WHAT THE TASK ASKS → Extract each line of the data below that contains the string "shoe". Case matters, so uppercase and lowercase letters count as different.

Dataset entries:
§
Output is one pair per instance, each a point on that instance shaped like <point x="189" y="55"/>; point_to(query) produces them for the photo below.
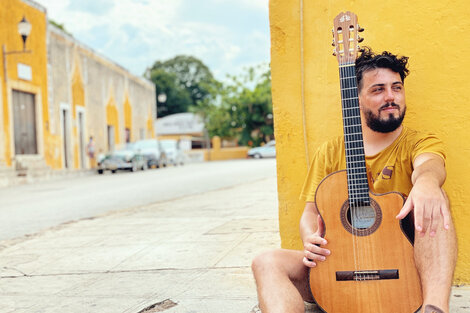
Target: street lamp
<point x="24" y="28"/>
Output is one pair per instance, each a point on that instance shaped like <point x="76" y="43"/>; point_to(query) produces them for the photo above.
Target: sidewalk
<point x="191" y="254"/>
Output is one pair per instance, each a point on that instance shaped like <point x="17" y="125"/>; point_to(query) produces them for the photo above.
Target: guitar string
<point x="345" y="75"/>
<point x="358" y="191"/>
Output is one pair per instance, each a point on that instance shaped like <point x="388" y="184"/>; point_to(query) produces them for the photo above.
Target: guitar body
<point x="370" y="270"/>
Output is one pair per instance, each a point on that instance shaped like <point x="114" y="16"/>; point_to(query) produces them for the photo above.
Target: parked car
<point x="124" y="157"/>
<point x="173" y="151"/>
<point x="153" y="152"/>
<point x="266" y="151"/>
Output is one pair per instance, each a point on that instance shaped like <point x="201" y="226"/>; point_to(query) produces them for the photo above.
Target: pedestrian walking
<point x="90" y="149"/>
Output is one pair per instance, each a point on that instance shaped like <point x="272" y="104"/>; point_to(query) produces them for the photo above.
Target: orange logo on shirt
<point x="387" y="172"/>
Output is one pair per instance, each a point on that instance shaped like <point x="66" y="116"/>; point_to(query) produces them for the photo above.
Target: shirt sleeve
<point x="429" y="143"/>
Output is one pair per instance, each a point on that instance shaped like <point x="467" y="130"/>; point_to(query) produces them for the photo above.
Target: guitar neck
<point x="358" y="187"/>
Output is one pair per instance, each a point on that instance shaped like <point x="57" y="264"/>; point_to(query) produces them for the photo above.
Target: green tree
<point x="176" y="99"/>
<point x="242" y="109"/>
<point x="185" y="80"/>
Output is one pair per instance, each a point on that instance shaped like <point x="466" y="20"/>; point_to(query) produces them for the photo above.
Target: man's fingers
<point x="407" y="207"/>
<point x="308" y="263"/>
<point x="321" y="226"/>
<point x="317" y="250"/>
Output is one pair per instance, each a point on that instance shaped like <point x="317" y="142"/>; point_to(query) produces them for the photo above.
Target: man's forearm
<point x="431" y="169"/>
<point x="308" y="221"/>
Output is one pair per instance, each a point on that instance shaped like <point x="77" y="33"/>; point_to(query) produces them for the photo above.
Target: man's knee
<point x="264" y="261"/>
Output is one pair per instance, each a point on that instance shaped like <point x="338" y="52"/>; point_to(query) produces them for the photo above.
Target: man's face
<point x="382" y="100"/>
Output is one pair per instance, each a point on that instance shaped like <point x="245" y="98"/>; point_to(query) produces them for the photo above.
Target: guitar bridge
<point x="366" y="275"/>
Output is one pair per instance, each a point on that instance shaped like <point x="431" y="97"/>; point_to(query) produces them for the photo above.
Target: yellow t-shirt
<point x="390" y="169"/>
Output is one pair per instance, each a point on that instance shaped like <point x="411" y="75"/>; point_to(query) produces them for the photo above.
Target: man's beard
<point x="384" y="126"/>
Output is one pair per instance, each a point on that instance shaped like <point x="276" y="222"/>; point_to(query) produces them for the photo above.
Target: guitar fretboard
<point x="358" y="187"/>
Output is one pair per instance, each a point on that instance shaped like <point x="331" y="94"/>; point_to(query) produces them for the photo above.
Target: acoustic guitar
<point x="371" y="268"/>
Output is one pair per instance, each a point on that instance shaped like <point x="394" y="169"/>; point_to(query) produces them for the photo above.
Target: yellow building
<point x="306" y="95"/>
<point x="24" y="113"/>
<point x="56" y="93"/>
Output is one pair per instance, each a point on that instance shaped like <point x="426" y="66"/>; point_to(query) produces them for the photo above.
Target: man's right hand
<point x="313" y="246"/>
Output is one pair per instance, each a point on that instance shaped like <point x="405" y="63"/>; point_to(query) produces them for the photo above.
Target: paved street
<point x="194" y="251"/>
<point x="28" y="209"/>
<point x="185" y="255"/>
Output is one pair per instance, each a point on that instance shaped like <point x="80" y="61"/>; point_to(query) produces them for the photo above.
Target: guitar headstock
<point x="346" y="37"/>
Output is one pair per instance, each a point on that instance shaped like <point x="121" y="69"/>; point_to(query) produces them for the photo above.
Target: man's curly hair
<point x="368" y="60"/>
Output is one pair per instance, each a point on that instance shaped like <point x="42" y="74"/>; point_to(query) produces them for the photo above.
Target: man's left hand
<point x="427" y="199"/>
§
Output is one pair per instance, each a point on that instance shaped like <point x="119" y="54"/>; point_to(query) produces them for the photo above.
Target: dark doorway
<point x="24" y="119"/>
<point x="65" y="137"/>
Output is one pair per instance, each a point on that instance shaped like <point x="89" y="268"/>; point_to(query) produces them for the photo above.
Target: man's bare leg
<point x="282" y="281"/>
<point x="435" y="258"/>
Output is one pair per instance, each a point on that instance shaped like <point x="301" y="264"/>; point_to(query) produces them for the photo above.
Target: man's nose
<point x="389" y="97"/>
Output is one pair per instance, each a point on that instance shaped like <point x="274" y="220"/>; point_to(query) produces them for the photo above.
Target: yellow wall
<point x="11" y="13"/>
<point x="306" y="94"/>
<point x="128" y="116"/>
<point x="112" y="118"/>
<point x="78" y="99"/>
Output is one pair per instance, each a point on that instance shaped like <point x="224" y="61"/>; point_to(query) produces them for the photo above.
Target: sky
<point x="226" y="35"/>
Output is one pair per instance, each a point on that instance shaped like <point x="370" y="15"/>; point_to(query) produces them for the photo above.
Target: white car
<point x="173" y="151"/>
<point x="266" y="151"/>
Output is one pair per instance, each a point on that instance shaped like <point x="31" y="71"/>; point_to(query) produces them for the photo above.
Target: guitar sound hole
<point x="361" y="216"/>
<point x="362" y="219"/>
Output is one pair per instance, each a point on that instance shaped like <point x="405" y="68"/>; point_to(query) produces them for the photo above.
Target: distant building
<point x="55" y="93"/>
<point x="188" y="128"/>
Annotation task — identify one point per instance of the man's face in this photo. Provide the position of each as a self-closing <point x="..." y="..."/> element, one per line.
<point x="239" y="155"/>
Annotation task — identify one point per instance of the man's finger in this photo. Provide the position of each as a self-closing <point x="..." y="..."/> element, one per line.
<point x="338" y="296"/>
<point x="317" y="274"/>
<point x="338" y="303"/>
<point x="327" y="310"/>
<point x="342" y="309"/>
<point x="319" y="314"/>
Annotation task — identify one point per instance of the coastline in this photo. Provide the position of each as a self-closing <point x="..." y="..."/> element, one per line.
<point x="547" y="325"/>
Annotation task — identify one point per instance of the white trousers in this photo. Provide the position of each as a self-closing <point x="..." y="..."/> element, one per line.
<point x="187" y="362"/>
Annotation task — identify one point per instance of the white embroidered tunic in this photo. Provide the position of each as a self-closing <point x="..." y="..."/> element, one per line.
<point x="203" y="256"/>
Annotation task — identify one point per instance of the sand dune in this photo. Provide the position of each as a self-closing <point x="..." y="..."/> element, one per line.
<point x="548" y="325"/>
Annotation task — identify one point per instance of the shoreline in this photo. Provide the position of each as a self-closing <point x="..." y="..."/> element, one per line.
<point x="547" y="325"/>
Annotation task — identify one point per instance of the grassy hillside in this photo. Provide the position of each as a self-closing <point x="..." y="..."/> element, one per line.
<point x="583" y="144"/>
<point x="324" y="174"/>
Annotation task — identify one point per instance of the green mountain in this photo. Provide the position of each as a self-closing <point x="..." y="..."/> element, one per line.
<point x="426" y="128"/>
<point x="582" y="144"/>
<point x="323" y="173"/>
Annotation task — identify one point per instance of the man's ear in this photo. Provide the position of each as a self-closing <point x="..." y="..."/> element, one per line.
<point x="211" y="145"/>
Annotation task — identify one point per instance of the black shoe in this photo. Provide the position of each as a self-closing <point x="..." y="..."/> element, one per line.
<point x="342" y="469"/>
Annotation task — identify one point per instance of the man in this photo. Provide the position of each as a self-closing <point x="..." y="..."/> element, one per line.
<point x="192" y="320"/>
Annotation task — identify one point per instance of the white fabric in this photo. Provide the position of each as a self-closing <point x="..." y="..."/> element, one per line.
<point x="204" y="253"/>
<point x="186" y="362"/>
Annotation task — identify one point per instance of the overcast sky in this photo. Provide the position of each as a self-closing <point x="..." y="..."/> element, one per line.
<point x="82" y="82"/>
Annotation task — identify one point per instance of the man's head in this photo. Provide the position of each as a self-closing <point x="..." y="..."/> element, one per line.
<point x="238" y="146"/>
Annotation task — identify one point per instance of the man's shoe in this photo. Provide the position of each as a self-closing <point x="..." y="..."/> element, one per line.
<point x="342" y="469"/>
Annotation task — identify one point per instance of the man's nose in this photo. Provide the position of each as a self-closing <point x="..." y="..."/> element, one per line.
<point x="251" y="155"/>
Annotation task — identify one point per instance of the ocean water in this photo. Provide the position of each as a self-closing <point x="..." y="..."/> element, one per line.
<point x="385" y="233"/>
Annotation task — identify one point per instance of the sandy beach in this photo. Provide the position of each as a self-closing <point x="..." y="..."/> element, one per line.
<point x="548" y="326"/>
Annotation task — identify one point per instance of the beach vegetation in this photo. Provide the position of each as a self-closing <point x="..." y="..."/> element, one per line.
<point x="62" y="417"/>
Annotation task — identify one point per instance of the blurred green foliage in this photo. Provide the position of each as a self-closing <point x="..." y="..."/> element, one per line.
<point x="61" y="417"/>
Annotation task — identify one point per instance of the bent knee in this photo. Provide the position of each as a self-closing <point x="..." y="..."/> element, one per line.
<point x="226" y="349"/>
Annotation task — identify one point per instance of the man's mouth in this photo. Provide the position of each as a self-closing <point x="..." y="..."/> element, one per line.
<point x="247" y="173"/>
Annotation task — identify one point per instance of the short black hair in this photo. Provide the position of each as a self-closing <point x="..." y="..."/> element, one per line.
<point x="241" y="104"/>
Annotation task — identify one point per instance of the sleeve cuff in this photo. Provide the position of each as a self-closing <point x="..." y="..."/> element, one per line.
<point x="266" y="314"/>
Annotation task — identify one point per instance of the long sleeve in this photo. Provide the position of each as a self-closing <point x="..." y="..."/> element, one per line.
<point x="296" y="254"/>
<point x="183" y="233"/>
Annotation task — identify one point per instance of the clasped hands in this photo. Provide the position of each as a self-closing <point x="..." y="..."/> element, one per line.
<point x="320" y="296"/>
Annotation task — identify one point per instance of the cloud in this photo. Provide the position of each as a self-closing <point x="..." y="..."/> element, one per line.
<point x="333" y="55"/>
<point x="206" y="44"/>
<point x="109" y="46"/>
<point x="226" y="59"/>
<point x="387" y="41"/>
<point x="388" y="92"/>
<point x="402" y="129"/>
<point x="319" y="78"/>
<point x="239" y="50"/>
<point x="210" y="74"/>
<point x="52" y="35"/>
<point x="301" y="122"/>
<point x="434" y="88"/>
§
EXERCISE RESPONSE →
Annotation task — identify one point per instance of the black shoe in this photo. Provide the position of each as a self-closing <point x="..." y="..."/> element, one per line.
Annotation task — identify one point per instance of the man's shoe in this photo. Provide the position of each as a self-closing <point x="..." y="..."/> element, one per line.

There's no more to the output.